▼
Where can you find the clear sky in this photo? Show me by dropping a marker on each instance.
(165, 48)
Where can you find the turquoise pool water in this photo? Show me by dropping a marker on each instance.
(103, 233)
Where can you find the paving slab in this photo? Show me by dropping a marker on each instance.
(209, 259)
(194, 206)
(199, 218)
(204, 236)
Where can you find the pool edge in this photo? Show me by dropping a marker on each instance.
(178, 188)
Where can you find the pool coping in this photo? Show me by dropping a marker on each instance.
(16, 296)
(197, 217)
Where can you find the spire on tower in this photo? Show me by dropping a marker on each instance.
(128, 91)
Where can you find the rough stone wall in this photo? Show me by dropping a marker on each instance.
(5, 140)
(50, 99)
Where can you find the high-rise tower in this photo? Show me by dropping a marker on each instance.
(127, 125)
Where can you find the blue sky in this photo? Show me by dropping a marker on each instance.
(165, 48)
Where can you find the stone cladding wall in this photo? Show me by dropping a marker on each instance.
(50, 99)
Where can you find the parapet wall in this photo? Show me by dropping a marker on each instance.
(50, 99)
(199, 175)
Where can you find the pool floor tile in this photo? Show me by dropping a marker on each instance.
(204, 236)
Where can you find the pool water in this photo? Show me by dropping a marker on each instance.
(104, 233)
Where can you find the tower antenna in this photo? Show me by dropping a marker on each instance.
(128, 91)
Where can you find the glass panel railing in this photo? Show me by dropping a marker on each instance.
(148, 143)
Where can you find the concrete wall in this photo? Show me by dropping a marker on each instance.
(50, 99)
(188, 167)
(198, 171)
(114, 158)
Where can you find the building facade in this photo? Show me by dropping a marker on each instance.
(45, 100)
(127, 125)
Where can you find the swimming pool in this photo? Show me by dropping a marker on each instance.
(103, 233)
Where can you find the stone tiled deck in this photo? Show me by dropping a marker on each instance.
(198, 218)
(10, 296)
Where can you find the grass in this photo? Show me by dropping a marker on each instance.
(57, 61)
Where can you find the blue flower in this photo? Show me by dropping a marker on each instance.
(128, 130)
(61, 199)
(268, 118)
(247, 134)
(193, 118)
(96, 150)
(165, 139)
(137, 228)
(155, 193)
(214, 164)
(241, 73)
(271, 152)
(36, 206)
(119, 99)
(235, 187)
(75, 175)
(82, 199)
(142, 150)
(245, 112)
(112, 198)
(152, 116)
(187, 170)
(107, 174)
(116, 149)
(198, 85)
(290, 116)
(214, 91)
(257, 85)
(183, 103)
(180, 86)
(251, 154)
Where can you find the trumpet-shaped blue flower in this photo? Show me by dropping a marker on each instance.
▲
Exercise task: Arrange every line of the records above as a JSON list of strings, with one string per line and blank lines left out.

Solution to the problem:
[
  "Where can you find the clear sky in this photo? Show me by dropping a marker on each instance.",
  "(165, 48)",
  "Where can you find the turquoise pool water in this photo? Show me by dropping a marker on each instance.",
  "(103, 233)",
  "Where can you find the paving slab in this photo? Show me by dropping a marker on each instance.",
  "(209, 259)",
  "(194, 206)",
  "(199, 218)",
  "(204, 236)",
  "Where can you find the pool edge in this photo? Show me by dropping a marker on each instance.",
  "(178, 188)",
  "Where can you find the pool coping in this photo? Show me by dropping a marker on each instance.",
  "(16, 296)",
  "(197, 217)",
  "Where can you find the spire on tower in this photo? Show me by dropping a marker on each instance.",
  "(128, 91)",
  "Where can you find the rough stone wall in this photo? Show me by dropping a marker on each instance.",
  "(5, 140)",
  "(50, 99)",
  "Where can you find the high-rise tower in this photo? Show me by dropping a marker on each instance.",
  "(127, 125)",
  "Where can you find the blue sky in this photo? Show me by dropping a marker on each instance.",
  "(165, 48)",
  "Where can you find the stone cladding wall in this photo? Show me by dropping a marker on each instance.",
  "(50, 99)",
  "Where can you find the parapet wall in this photo? Show me by dropping a marker on each instance.",
  "(50, 99)",
  "(199, 175)",
  "Where can you find the pool floor tile in this photo? Show me by dropping a marker on each instance.",
  "(204, 236)",
  "Where can you find the pool water in this photo? Show me by dropping a marker on each instance.",
  "(104, 233)",
  "Where can you find the tower antenna in this photo? Show me by dropping a marker on each instance.",
  "(128, 91)",
  "Where can you find the glass panel railing in this photo? Show me by dropping a marker on each instance.",
  "(148, 143)",
  "Where can you find the concrete wall in this photo? Show me by dropping a marker on each instance.",
  "(50, 99)",
  "(188, 167)",
  "(198, 171)",
  "(114, 158)",
  "Where can you find the building facade in this photo? Show me by dropping a marker on each instance.",
  "(45, 100)",
  "(127, 125)",
  "Where can you find the swimming pool in this photo? Show me by dropping a marker on each instance.",
  "(103, 233)",
  "Where can you find the stone tiled deck in this photo? Show me by dropping a marker on each instance.",
  "(198, 218)",
  "(10, 296)",
  "Where can you find the grass in this photo? Show me by dropping a marker on each instance.",
  "(57, 61)",
  "Where can you find the blue flower in this photo? Show me by dropping a marker on each instance.",
  "(128, 130)",
  "(61, 199)",
  "(268, 118)",
  "(247, 134)",
  "(193, 118)",
  "(96, 150)",
  "(165, 139)",
  "(137, 228)",
  "(155, 193)",
  "(214, 164)",
  "(241, 73)",
  "(271, 152)",
  "(36, 206)",
  "(119, 99)",
  "(235, 187)",
  "(75, 175)",
  "(82, 199)",
  "(142, 150)",
  "(245, 112)",
  "(112, 198)",
  "(152, 116)",
  "(187, 170)",
  "(107, 174)",
  "(116, 149)",
  "(198, 85)",
  "(290, 116)",
  "(214, 91)",
  "(257, 85)",
  "(183, 103)",
  "(180, 86)",
  "(251, 154)",
  "Where can you find the trumpet-shaped blue flower in this photo? Show me by dropping a marker on each instance."
]